TEXT EXCERPT:
-- Opening Marker --
In the media
Featured in publication 05/01/2009 | Posted on 01/03/2011
Feeling the pinch? Birmingham Mail Consumer Editor Emma McKinney discovers how a Birmingham woman has launched a website that helps shoppers save while raising money for good at the same time.
WHEN Tracey Woodroffe had to watch her husband battle with cancer she wanted to do something to help stop others suffering the same ordeal.
Determined to help, the 41-year-old, from Sutton Coldfield, decided to launch a website that would raise cash for charities working to carry out research into ways to cure the disease.
Almost three years on, the site - www.easyfundraising.org.uk - has now raised more than £600,000 for over 1,500 organisations, including charities, schools and local community groups.
And as a recession grips the nation, the site not only swells the coffers of groups in need, it also helps shoppers to save much-needed cash.
"The premiss of the site really is very simple," explains Becky Coleman, easyfundraising's spokeswoman.
"All people need to do is log on to the site, choose a charity or organisation they want to help support and then simply start shopping."
The site has links to more than 600 big-name retailers, including Argos, Next, Amazon and eBay, which shoppers can click onto and use in the way they would normally.
When shoppers registered to easyfundraising then make a purchase from one of the retailers, some of the cash they paid towards their chosen product is then donated by the retailer to the shopper's chosen cause.
And many retailers also offer recession-busting online deals and money saving eVouchers exclusively to easyfundraising.
The site also offers a price comparison service to help users find the cheapest deals. And anyone searching the web through the site instead of popular engines such as Google also generate cash for good causes, with ten searches a day raising around £20 per year.
Sound too good to be true? It isn't, promises Becky.
"People can be quite sceptical about the site when they first hear about it, but there really isn't a catch," she says.
"It sounds unrealistically generous, but in reality, retailers are happy to give up a small percentage to make a donation to a good cause in exchange for having customers referred to them.
"It's also much cheaper for a store to sell products online as they save on overheads, so they don't lose out by providing a donation from what they have sold.
"In the current economic climate it couldn't be better, saving shoppers money while giving them the feel-good factor knowing that, at the same time, they are helping those in need."
The news comes after a survey by the Charities Aid Foundation and the Association of Chief Executives of the Voluntary Sector has revealed that donations being made to good causes have fallen dramatically over the last 12 months as people tighten their belts in the credit crunch.
Staffed by a team of 12 people working at bases across the Midlands, easyfundraising hopes to grow bigger and bigger and help even more causes, says Becky.
"We seem to grow in popularity simply by word of mouth and Tracey is so delighted that from what started out as being something to help cancer research has grown into a site that helps so many good causes," she adds.
-- Closing Marker --
INFORMATION GIVEN:
-- Opening Marker --
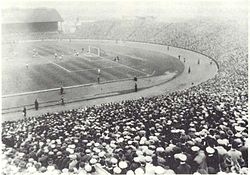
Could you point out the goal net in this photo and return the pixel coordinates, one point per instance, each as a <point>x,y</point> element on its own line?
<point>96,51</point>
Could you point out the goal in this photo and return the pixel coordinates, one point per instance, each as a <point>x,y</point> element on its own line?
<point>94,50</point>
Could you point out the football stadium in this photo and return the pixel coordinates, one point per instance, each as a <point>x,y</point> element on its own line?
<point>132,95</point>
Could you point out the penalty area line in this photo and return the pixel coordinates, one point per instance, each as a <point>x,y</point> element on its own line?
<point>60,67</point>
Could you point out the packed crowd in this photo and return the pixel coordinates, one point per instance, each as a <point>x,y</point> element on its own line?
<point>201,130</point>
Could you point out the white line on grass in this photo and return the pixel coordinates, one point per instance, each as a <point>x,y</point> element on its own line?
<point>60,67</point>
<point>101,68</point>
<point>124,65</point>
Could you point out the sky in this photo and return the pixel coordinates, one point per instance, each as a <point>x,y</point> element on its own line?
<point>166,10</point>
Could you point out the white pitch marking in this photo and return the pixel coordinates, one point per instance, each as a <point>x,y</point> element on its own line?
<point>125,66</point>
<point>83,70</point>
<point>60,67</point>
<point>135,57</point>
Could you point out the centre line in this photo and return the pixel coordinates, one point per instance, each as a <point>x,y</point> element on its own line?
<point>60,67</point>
-- Closing Marker --
-- Opening Marker --
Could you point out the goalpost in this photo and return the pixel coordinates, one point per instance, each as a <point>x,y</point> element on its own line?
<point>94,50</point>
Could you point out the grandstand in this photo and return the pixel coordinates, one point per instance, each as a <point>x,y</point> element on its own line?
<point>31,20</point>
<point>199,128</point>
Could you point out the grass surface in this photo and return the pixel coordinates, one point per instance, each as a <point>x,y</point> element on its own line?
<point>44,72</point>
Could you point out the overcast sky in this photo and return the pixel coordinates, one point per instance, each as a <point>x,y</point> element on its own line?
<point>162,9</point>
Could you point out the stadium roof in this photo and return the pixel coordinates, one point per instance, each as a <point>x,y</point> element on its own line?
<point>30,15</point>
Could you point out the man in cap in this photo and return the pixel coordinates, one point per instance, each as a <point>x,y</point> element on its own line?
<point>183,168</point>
-- Closing Marker --
-- Opening Marker --
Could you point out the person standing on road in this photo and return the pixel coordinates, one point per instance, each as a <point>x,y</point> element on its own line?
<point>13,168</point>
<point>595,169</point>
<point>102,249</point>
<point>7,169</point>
-- Closing Marker --
WHAT YOU NEED TO DO:
Decide whether each statement agrees with the easyfundraising article: (a) the site links to more than 600 retailers; (b) the site has raised more than £1 million; (c) easyfundraising's staff work from a single office in London. For each, answer yes or no and quote the deciding words.

COMPLETED TASK:
(a) Yes: "The site has links to more than 600 big-name retailers"
(b) No: "has now raised more than £600,000 for over 1,500 organisations"
(c) No: "Staffed by a team of 12 people working at bases across the Midlands"